Görev Gereksinimleri:
[1] Dünyanın yok oluşlarını ele alan metne göre dünya şimdiye kadar kaç kez yok olmuştur?
[2] Dünyanın yok oluşlarını ele alan metnin devamını, son cümlesinden itibaren yazın.

Sağlanan Metin:

########################################

Ya Kıyametler Kopacak Ya Bu Dünya Yok Olacak

Prof.Dr. Atabay Düzenli

Şimdiye kadar dünya beş kez yok olmuş.

Her yok oluşta canlı ve cansız varlıklar değişim göstermiş. Her yok oluştan sonra dünya kendini yenilemiş. Yenilenen dünyaya uyum sağlayamayan canlı ve cansız varlıklar yok olurken dünya uyum sağlayanlarla birlikte yaşamını sürdürmüş.

Deyim yerindeyse: “giden gitmiş, kalan varlıklarla hayat devam etmiş…”

Şimdi bilim haykırıyor: “Altıncı yok oluş geliyor!”

########################################

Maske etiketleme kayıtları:
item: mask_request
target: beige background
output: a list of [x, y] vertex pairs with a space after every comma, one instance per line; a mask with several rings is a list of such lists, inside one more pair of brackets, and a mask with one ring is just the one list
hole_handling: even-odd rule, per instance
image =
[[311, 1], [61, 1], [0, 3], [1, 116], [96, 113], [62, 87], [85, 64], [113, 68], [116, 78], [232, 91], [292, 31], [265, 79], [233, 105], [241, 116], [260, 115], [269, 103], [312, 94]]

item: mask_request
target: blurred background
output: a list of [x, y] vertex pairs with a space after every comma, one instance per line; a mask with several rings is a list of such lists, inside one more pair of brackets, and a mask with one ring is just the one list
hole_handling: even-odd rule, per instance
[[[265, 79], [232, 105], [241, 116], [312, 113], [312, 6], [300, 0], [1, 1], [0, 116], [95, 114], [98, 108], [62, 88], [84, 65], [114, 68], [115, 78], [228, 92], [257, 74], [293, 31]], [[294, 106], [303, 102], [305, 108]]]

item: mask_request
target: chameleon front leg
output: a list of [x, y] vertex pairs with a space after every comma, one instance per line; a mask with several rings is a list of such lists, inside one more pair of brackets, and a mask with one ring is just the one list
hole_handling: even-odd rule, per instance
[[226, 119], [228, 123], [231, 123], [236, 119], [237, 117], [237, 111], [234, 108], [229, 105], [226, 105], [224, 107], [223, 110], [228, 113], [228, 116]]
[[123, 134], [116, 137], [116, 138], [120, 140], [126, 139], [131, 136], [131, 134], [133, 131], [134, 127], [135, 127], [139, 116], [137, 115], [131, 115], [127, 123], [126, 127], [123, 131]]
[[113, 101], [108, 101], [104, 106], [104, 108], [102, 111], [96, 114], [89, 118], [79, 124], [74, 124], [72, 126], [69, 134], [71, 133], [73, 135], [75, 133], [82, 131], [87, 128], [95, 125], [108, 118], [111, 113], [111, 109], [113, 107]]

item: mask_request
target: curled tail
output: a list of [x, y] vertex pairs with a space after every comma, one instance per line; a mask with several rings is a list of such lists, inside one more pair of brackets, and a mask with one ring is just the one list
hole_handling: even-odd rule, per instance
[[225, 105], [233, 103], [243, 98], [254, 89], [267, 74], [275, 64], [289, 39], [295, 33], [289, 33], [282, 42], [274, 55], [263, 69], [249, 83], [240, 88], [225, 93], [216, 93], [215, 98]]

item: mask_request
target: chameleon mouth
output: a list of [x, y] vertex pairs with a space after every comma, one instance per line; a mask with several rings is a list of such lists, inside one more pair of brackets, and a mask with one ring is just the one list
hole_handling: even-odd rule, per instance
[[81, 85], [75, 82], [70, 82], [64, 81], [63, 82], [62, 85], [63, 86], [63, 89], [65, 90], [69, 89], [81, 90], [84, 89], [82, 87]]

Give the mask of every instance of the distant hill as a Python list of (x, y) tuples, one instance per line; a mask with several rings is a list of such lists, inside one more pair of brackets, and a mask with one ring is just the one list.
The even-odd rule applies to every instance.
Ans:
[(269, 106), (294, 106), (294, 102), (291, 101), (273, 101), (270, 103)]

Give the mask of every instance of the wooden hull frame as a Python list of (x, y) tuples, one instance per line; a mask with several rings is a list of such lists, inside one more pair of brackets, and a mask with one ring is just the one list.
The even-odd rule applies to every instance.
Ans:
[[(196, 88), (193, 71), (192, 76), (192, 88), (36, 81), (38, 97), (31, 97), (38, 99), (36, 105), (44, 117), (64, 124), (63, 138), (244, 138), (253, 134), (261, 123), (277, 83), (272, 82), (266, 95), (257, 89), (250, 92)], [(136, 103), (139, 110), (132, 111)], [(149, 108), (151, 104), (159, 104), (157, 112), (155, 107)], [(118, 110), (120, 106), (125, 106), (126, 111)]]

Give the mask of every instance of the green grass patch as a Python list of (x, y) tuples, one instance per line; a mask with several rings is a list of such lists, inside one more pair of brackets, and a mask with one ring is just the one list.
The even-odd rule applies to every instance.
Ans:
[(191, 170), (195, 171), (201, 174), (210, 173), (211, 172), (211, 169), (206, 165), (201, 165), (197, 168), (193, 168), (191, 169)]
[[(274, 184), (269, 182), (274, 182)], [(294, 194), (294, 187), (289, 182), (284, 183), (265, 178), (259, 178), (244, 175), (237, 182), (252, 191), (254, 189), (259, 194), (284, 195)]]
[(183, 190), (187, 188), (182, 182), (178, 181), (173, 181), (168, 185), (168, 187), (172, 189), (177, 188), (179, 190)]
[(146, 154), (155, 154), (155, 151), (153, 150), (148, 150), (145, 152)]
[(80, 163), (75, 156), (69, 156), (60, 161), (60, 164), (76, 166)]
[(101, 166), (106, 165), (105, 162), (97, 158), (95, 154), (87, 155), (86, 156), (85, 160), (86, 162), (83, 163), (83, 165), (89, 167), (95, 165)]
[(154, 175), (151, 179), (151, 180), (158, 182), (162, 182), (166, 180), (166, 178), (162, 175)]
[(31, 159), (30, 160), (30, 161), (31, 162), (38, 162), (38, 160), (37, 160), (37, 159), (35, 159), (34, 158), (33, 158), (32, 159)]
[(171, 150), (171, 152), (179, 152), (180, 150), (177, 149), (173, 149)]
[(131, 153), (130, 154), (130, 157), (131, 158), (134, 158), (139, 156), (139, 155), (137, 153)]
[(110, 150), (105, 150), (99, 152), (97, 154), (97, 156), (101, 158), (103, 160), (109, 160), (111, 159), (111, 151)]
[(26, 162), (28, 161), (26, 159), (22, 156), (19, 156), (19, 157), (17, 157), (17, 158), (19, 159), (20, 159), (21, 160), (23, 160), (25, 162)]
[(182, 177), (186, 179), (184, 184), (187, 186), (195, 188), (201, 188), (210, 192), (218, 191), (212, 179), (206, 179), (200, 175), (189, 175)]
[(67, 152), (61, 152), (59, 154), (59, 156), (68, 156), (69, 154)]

########################################

Yanıtlar:
[1] Beş kez.

[2]
Bilim yok oluşun nedenler arasında;  “2030, 2050, 2070, 2100.İklim krizini”,”Su yokluğunu” Hatta en büyük nedenin de karbon emisyonu olduğunu söylüyor. Karbonun havadaki varlığı ve çoğalmasının risklerini anlatırken, 2030 yılına kadar karbonun havada yüzde elliye 2050 de ise sıfıra düşürülmesi hedefini gösteriyor.

Bu hedef başarılmaz ise dünyanın yok oluşun eşiğine geleceğini söylüyor…

Bilim, bilim insanları aracılığıyla tam anlamı ile uyarı görevini yapıyor.

Bilime inanan ve onu rehber edinenler yollarda, laboratuarlarda, sahalarda, araştırmalarda, çözümleyici projeler peşinde…

Biz ise, günlük yaşam peşinde, parti içi kavgalarda, yolları bozup yeniden yapma peşindeyiz.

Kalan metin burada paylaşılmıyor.